### TEXTE À ANALYSER
::::

Et c'est alors un continuel va-et-vient du réel à la fantaisie, de la création fantaisiste aux possibilités du réel, qui nous oblige à penser, à raisonner, à comprendre, à préciser, à approfondir. Que de recherches, d'essais, de discussions avant de se mettre d'accord sur le choix d'un tissu, les moyens figuratifs, la réalisation !
Tout de suite, un bleu clair est mis de côté pour la Manse, un quadrillé noir et blanc pour les murs du château, mais... comment représenter les jolies sculptures des fenêtres à meneaux dessinées par Jean-Claude ? Nathalie, qui sait faire le point de tige, se propose pour les broder avec de la laine bleu foncé. Un fin quadrillage bleu et blanc fera les toits d'ardoise.
LE CHATEAU D'EAU : Philippe B. a trouvé un gros écossais pour la tour, mais le choix est plus laborieux pour le réservoir. On s'arrête sur un bleu marine à fines rayures blanches qui, mises horizontalement, sont assez suggestives. Elles rappelleront à tous que, seul, le réservoir contient de l'eau. Pedro (9 ans) le plus réaliste, exige « la règle » et l'index qui renseignent sur la hauteur d'eau. Certains voudraient aussi voir figurer les nombres. Faute de mieux, un galon et un bouton rouges feront l'affaire. Peu avant les vacances, Philippe, radieux, apporte une bande de chiffres à marquer le linge pour remplacer le galon rouge, mais mi-désappointé pourtant, il déclare « c'est toujours le même nombre ». LE CHEVAL C'est en allant au château d'eau qu'on a vu le beau cheval blanc de Bruno. Le cheval blanc et aussi Bruno qui lui donne de l'herbe ! Tout le monde est d'accord. Bruno, qui aime tant les chevaux, qui en a tant dessiné toute l'année qu'il sait maintenant les faire courir, illustrera ainsi sa jolie poésie écrite au retour du voyage. Bruno découpe son cheval dans une soie blanche à pois rouges. Pour la queue et la crinière, il découvre un filet à oranges, rouge également. Il m'appelle à l'aide et je m'apprêtais à faire voler au vent la crinière quand Bruno m'arrête : « Pas comme ça. Elle tombe sur son cou, comme des cheveux ». Beau cheval blanc |
|
LE VIADUC ET LE TRAIN Tout
le coin supérieur gauche, au-dessus du viaduc, est vide. |
|
LE LIEN ENTRE LES SÉQUENCES : LA VIE
Les différentes séquences mises en place se sont réalisées indépendamment les unes des autres. Certaines (château d'eau, cheval, moulin) en quelques jours étaient terminées, mais d'autres étaient interminables : le porche si laborieux à ériger, les fenêtres du château qui n'en finissaient plus de se broder...

::::

Reproduisez à l'identique le passage du texte à analyser compris entre « Tout de suite, un » et « les toits d'ardoise. », bornes incluses. Les données n'interviennent pas dans cet exercice.

### DONNÉES

::::

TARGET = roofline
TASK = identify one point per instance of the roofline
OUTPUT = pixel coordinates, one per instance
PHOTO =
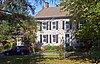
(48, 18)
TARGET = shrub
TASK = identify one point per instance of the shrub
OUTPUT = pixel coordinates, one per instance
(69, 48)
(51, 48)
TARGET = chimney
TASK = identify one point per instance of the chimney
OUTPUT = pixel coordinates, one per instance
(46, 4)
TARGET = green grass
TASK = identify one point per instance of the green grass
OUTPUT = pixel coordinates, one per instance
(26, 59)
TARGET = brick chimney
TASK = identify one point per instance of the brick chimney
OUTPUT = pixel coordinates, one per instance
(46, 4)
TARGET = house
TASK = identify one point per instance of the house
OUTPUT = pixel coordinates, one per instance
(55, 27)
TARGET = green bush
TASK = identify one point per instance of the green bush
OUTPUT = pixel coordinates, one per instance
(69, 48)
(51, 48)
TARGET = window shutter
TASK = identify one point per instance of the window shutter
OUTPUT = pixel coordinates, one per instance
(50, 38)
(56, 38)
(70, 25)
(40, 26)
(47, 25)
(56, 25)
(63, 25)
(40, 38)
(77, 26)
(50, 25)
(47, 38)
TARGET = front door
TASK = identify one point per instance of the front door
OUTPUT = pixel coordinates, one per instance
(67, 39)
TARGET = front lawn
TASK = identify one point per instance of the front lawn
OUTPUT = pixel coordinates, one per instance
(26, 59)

::::

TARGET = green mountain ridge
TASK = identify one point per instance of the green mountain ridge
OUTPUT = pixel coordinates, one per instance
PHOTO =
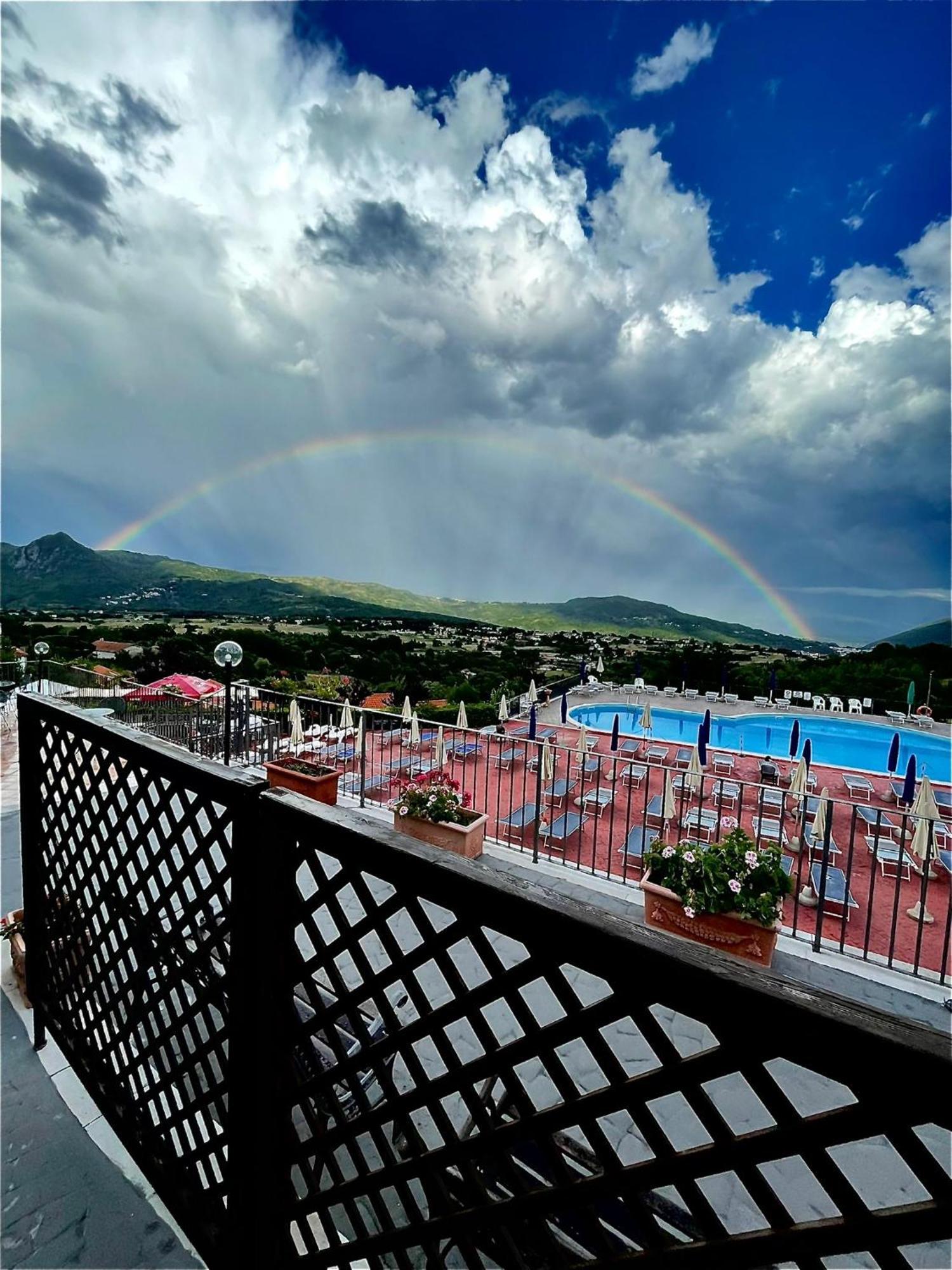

::::

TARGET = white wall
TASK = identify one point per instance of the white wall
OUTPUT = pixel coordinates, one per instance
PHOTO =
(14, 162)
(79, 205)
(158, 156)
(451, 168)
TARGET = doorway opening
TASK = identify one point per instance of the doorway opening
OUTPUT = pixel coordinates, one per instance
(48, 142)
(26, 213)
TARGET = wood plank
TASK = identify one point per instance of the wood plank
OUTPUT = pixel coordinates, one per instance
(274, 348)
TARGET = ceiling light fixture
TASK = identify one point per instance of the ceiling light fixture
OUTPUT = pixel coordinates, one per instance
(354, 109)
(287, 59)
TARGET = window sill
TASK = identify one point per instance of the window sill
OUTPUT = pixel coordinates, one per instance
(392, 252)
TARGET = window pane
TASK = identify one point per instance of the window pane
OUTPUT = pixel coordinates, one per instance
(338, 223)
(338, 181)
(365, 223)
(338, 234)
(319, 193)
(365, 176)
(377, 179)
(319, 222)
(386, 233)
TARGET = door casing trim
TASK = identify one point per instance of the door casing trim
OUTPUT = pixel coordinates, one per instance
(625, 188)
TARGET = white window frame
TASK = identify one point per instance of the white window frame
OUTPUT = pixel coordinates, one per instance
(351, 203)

::::

### RÉPONSE ATTENDUE
Tout de suite, un bleu clair est mis de côté pour la Manse, un quadrillé noir et blanc pour les murs du château, mais... comment représenter les jolies sculptures des fenêtres à meneaux dessinées par Jean-Claude ? Nathalie, qui sait faire le point de tige, se propose pour les broder avec de la laine bleu foncé. Un fin quadrillage bleu et blanc fera les toits d'ardoise.